Passage shown:
AI Seen As Potentially Helping Extend Budgets by Delivering More Value
The push to incorporate AI into cybersecurity is also being seen as a way to extend corporate security budgets under pressure.
AI in cybersecurity until 2014 was a marketing term, stated Raef Meeuwisse, CISM, CISA, author of “Cybersecurity for Business,” in a recent account in infosecurity. He is not a fan of machine learning on its own applied to cybersecurity. “The problem with machine learning is that the AI is limited to the features that it has been taught to expect,” he states. “Fooling a machine learning security system is as simple as adding an unexpected/ unprogrammed feature into the exploit.”
Artificial neural networks, in contrast, effectively self-organize how the system reviews and manages the data it has access to. “It does not need to have seen the behavior before, it only has to recognize the outcome, or potential outcome,” he states.
Security programs using AI technologies, often running as local agents, can now understand and block rogue identity and access activities, identify and quarantine malware, prevent data loss, adapt the security configurations of devices, with few or no errors. “The progression and investment into artificial neural network technology means that some security software technologies have now reached a level of competency that was unthinkable 10 years ago,” Meeuwisse states.
In some SIEM environments, the AI applied to security can inspect, alert and block based on analysis that would be impossible to achieve manually. “The AI technologies are literally performing the equivalent of years of manual security work every minute,” he states.
As the AI technologies become more stable, the author sees the price point moving lower as well. The average AI anti-malware solution for home use is now priced at less than $1 per device per month. “My own experience using these technologies is that they are incredibly helpful,” he stated.
AI is a New Learning Requirement for Cybersecurity Professionals
Cybersecurity professionals working in enterprises now face a requirement to learn about how AI and machine learning can work within their systems. “AI/ML has a direct effect on cybersecurity teams and brings a whole new set of needs to the enterprise,” stated Bob Peterson, CTO architect at Sungard Availability Services, an IT service management company, in a recent account in .
The creation and maintenance of the AI/ML security system requires a joint effort from many contributors. “The team requires domain experts that understand the security data and how it is generated, data analysis and data science experts that understand data analysis techniques, and AI/ML experts that translate this information into the right models and algorithms,” Peterson stated.
When hiring, it’s good to be open-minded. Maybe a candidate has a needed skill but needs to come up the learning curve in cybersecurity. “It may be easier to educate them on cybersecurity versus the technology skill itself,” Peterson stated.
Cybersecurity also faces a challenge in diversity of staff. Only 20% of security professionals are women and only 26% in the US are from marginalized communities, according to Sivan Nir, a threat intelligence team leader at Skybox Security, a cybersecurity software supplier.
“This is a big problem because cybersecurity, in particular, is a field that thrives on diversity,” Nir stated. “If you think about who we are up against, cybercriminals come from diverse backgrounds, so it is crucial our teams have different points of views and a variety of thought processes.”
Nir emphasized the importance of making people—especially girls and underrepresented groups—aware of tech and cybersecurity as a career path from a young age. “Working in technological fields should be seen as exciting, not intimidating,” she stated. “Cybersecurity, in particular, is never boring—it tackles real-world challenges at a fast pace every day.”

Provided records:
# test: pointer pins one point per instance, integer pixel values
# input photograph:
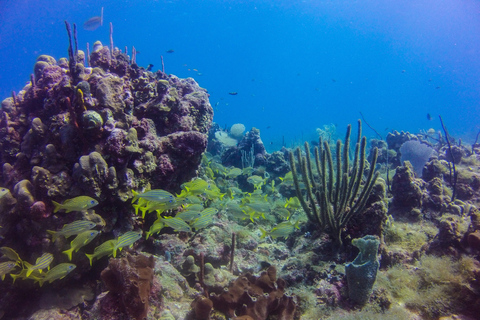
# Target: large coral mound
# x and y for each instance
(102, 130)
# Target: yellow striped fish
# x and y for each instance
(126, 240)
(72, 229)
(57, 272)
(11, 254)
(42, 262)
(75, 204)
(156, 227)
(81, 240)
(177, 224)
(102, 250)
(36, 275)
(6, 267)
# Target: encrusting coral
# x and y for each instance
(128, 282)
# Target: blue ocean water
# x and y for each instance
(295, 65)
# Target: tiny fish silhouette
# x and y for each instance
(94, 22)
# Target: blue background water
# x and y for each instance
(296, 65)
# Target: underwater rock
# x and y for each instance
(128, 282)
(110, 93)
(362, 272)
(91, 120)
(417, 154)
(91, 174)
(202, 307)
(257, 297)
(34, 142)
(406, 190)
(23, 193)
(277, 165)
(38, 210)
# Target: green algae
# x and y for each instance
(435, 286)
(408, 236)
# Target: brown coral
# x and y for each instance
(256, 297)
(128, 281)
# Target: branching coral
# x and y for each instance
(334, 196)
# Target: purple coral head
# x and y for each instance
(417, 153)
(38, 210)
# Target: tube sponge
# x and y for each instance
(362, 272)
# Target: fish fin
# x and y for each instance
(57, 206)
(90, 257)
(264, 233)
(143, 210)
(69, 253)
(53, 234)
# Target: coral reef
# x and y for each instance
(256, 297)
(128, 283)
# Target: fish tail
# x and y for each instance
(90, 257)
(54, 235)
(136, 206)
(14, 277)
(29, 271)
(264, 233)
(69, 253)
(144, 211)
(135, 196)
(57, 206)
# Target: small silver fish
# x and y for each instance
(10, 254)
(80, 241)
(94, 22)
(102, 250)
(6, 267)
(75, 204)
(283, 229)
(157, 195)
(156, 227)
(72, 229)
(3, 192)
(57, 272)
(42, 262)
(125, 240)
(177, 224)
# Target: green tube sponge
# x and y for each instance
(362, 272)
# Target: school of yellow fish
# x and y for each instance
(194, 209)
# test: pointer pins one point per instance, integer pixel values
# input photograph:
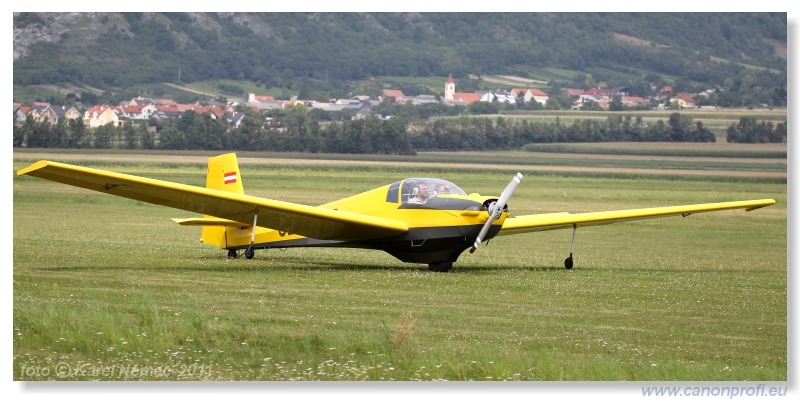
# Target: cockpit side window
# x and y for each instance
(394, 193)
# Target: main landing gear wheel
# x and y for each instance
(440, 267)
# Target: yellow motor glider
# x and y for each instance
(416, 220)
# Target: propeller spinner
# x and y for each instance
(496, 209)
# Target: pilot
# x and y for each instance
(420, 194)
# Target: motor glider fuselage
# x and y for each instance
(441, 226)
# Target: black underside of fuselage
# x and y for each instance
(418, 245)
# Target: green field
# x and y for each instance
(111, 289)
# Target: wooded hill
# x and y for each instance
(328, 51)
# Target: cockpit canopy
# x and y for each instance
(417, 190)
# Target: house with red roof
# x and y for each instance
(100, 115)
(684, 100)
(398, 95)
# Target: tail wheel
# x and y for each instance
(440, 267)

--

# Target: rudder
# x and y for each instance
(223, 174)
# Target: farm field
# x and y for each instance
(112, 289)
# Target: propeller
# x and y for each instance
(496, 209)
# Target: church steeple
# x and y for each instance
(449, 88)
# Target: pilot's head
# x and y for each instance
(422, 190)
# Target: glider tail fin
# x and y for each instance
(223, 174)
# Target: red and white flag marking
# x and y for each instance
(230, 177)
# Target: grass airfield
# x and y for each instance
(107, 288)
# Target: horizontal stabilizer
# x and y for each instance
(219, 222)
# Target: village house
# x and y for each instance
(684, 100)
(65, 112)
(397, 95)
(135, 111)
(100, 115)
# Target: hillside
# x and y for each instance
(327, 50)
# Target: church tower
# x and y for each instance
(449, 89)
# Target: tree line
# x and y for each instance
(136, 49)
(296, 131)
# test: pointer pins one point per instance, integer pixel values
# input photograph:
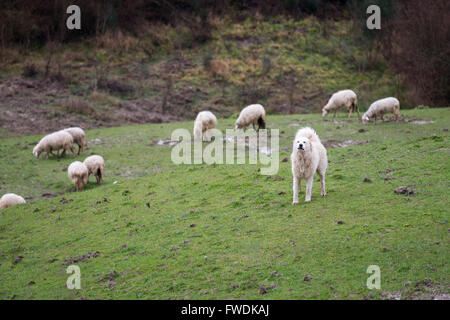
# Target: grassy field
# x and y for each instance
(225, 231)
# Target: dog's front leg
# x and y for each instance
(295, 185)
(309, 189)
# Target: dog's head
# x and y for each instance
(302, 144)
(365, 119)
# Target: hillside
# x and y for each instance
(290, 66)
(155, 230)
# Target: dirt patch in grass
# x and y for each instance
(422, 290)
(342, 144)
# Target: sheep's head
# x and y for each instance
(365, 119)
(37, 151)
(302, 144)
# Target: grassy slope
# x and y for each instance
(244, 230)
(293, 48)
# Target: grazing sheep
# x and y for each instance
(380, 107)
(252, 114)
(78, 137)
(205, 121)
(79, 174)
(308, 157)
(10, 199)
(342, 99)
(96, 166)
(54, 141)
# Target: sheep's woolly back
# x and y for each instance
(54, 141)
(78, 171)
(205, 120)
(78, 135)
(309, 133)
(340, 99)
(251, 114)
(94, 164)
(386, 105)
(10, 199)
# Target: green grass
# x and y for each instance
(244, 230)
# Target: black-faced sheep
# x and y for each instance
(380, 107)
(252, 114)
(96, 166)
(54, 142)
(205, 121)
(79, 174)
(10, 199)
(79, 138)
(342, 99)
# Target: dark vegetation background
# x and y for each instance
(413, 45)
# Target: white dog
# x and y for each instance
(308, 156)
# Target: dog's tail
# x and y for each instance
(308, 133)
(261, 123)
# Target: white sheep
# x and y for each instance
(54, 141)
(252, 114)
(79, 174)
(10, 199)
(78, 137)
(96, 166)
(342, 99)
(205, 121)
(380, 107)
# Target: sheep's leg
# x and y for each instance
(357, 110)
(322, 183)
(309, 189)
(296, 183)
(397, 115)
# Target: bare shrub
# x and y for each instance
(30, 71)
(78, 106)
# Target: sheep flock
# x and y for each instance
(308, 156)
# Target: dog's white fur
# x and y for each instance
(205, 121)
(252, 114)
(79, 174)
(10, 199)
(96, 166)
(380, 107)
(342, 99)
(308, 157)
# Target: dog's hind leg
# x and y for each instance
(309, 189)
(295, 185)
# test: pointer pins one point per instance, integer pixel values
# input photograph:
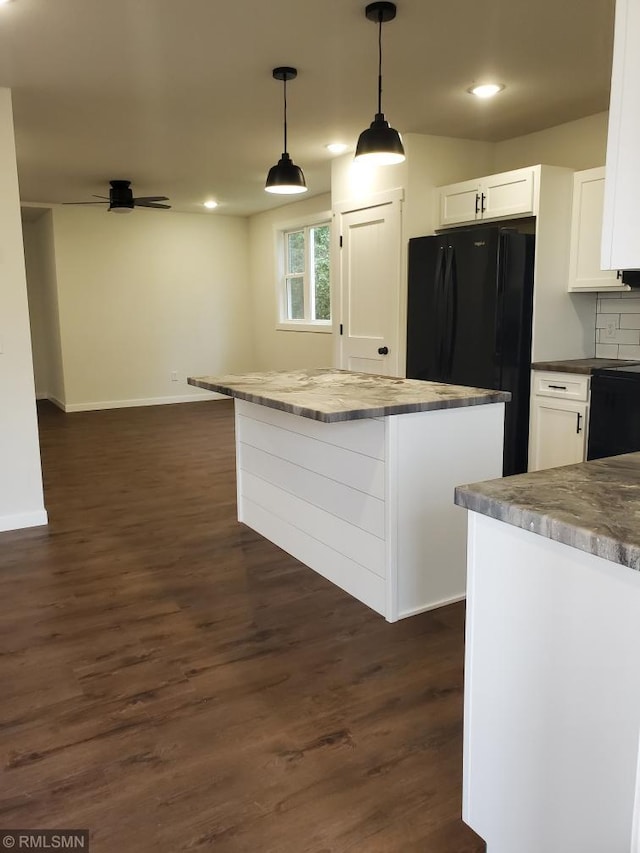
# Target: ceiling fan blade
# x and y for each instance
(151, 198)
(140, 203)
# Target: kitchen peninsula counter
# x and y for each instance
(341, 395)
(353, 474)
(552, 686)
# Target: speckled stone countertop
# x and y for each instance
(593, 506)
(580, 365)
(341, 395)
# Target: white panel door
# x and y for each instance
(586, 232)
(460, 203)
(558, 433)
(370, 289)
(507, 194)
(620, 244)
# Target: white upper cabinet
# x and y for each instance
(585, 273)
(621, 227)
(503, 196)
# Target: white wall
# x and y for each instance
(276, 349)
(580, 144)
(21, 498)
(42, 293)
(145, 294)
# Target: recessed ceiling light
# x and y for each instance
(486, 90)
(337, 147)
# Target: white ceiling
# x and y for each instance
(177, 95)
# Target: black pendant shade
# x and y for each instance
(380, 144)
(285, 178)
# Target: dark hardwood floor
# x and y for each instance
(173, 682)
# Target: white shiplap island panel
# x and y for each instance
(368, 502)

How to complete this task: Rewrite the cybersecurity passage from the words "As the AI technologies" through the words "account in .", replacing "anti-malware" with "antivirus". The lines above are separate from the cybersecurity passage.

Answer space:
As the AI technologies become more stable, the author sees the price point moving lower as well. The average AI antivirus solution for home use is now priced at less than $1 per device per month. “My own experience using these technologies is that they are incredibly helpful,” he stated.
AI is a New Learning Requirement for Cybersecurity Professionals
Cybersecurity professionals working in enterprises now face a requirement to learn about how AI and machine learning can work within their systems. “AI/ML has a direct effect on cybersecurity teams and brings a whole new set of needs to the enterprise,” stated Bob Peterson, CTO architect at Sungard Availability Services, an IT service management company, in a recent account in .